(Data for the task)
# # # # #

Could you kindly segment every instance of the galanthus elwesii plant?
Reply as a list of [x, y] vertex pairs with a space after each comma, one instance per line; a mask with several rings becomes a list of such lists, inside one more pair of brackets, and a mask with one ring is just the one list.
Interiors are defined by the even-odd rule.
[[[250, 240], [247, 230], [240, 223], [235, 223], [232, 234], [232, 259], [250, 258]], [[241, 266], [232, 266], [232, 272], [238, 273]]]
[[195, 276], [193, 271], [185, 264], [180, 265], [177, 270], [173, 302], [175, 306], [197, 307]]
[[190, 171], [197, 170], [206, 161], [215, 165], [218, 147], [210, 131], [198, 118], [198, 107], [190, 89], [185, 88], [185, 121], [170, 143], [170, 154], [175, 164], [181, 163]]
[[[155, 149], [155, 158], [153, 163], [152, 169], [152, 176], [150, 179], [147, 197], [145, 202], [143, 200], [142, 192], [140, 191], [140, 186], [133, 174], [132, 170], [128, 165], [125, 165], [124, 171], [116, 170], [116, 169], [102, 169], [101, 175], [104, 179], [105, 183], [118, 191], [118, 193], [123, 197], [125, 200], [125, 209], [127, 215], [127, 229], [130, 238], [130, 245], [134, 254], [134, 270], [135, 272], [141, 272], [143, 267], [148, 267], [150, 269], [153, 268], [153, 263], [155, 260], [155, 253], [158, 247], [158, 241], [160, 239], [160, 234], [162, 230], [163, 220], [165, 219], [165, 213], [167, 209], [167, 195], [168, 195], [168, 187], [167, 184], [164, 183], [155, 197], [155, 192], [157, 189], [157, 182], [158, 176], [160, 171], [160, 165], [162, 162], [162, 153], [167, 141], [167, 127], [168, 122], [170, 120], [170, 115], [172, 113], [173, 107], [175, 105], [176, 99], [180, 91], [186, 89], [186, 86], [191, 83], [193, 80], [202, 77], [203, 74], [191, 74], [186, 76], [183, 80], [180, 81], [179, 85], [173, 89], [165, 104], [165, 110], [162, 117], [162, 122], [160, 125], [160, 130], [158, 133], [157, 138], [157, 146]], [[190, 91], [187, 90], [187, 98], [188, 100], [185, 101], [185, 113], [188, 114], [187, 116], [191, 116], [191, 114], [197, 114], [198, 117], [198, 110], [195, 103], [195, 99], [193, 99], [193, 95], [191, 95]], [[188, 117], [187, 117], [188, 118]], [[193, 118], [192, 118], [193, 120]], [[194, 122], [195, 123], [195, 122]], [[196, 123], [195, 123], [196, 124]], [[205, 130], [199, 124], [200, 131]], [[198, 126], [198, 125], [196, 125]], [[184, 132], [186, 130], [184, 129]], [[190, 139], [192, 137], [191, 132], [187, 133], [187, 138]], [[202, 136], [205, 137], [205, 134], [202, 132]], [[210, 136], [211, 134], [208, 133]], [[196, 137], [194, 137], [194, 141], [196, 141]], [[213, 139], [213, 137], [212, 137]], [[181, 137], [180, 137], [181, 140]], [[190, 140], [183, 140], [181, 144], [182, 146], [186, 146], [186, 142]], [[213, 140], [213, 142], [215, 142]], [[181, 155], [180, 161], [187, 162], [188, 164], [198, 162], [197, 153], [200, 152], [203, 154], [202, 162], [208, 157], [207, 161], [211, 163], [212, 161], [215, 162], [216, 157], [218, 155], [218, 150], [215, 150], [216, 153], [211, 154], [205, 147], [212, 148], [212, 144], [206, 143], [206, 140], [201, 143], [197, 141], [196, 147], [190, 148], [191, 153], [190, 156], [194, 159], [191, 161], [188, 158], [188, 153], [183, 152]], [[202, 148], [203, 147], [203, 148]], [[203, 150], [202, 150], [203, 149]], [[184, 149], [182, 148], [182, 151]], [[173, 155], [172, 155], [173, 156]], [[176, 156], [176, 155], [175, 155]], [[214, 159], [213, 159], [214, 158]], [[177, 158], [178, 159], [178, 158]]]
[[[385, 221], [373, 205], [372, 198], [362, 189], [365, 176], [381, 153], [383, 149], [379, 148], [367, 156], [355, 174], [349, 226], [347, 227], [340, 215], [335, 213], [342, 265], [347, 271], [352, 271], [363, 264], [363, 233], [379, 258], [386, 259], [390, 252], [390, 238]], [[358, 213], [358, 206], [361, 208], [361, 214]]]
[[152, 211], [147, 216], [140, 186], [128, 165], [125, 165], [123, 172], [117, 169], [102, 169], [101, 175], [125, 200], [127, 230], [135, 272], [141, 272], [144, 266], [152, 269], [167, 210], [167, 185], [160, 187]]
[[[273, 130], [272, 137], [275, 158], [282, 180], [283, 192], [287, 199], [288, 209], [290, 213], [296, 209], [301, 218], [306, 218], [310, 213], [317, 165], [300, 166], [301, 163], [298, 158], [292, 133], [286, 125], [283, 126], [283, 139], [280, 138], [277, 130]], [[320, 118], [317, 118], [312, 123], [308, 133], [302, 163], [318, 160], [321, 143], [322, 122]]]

# # # # #

(Exercise objective)
Format every line of the rows above as a JSON list of strings, one string per line, leaving out any blank lines.

(The answer)
[
  "Could you kindly segment every instance of the galanthus elwesii plant?",
  "Reply as a list of [x, y] vertex pairs with a space after each comma, one instance per line; a mask with several rings becomes a list of such lists, inside one more pair of brackets, and a mask with one ring is just the one list.",
  "Interiors are defined by the even-odd rule.",
  "[[[250, 240], [247, 230], [240, 223], [235, 223], [232, 234], [232, 259], [250, 258]], [[241, 266], [232, 266], [232, 272], [238, 273]]]",
  "[[195, 276], [193, 271], [185, 264], [180, 265], [177, 270], [173, 302], [175, 306], [197, 307]]",
  "[[190, 171], [197, 170], [206, 161], [215, 165], [218, 147], [210, 131], [198, 118], [198, 107], [190, 89], [185, 88], [185, 121], [170, 143], [170, 154], [175, 164], [181, 163]]",
  "[[[155, 149], [155, 158], [153, 163], [152, 169], [152, 176], [150, 179], [147, 197], [145, 202], [143, 200], [142, 192], [140, 191], [140, 186], [133, 174], [132, 170], [128, 165], [125, 165], [124, 171], [116, 170], [116, 169], [102, 169], [101, 175], [104, 179], [105, 183], [118, 191], [118, 193], [123, 197], [125, 200], [125, 209], [127, 215], [127, 229], [130, 238], [130, 245], [134, 254], [134, 270], [135, 272], [141, 272], [143, 267], [148, 267], [150, 269], [153, 268], [153, 263], [155, 260], [155, 253], [158, 247], [158, 241], [160, 239], [160, 234], [162, 230], [163, 220], [165, 219], [165, 213], [167, 209], [167, 195], [168, 195], [168, 187], [167, 184], [164, 183], [155, 197], [155, 192], [157, 189], [157, 182], [158, 176], [160, 171], [160, 165], [162, 162], [162, 153], [167, 141], [167, 127], [168, 122], [170, 120], [170, 115], [172, 113], [173, 107], [175, 105], [176, 99], [180, 91], [186, 89], [186, 86], [191, 83], [193, 80], [202, 77], [203, 74], [191, 74], [186, 76], [183, 80], [180, 81], [179, 85], [173, 89], [165, 104], [165, 110], [162, 117], [162, 122], [160, 125], [160, 130], [158, 133], [157, 138], [157, 146]], [[190, 91], [187, 90], [187, 98], [188, 100], [185, 101], [185, 113], [188, 114], [187, 116], [191, 116], [191, 114], [197, 114], [198, 117], [198, 110], [195, 103], [195, 99], [193, 99], [193, 95], [191, 95]], [[188, 117], [187, 117], [188, 118]], [[193, 118], [192, 118], [193, 120]], [[194, 122], [195, 123], [195, 122]], [[196, 123], [195, 123], [196, 124]], [[205, 130], [199, 124], [200, 131]], [[198, 126], [198, 125], [196, 125]], [[184, 132], [186, 130], [184, 129]], [[190, 139], [192, 137], [191, 132], [187, 133], [187, 138]], [[202, 136], [205, 137], [205, 134], [202, 132]], [[210, 136], [211, 134], [208, 133]], [[196, 137], [194, 137], [194, 141], [196, 141]], [[213, 139], [213, 137], [212, 137]], [[181, 137], [180, 137], [181, 140]], [[190, 140], [183, 140], [181, 144], [182, 146], [186, 146], [186, 142]], [[213, 140], [213, 142], [215, 142]], [[181, 155], [180, 161], [187, 162], [188, 164], [198, 162], [197, 153], [200, 152], [203, 154], [202, 162], [208, 157], [207, 161], [211, 163], [212, 161], [215, 162], [216, 157], [218, 155], [218, 150], [215, 150], [216, 153], [211, 154], [205, 147], [212, 148], [212, 144], [206, 143], [206, 140], [201, 143], [197, 141], [196, 147], [190, 148], [191, 153], [190, 156], [194, 159], [191, 161], [188, 158], [188, 153], [183, 152]], [[202, 148], [203, 147], [203, 148]], [[203, 150], [202, 150], [203, 149]], [[184, 149], [182, 148], [182, 151]], [[173, 155], [172, 155], [173, 156]], [[176, 156], [176, 155], [175, 155]], [[214, 159], [213, 159], [214, 158]], [[177, 158], [178, 159], [178, 158]]]",
  "[[[385, 221], [373, 205], [372, 198], [362, 189], [365, 176], [381, 153], [383, 149], [379, 148], [367, 156], [355, 174], [349, 226], [347, 227], [340, 215], [335, 213], [342, 265], [347, 271], [352, 271], [363, 264], [363, 233], [379, 258], [386, 259], [390, 252], [390, 238]], [[358, 213], [358, 206], [361, 208], [361, 214]]]",
  "[[152, 211], [147, 216], [140, 186], [128, 165], [125, 165], [123, 172], [117, 169], [102, 169], [101, 175], [125, 200], [127, 230], [135, 272], [141, 272], [144, 266], [152, 269], [167, 210], [167, 185], [160, 187]]",
  "[[[273, 130], [272, 137], [275, 158], [282, 180], [283, 192], [287, 199], [288, 209], [290, 213], [296, 209], [301, 218], [306, 218], [310, 213], [317, 165], [300, 166], [301, 163], [298, 158], [292, 133], [286, 125], [283, 126], [283, 139], [280, 138], [277, 130]], [[320, 118], [317, 118], [312, 123], [308, 133], [302, 163], [318, 160], [321, 143], [322, 122]]]"
]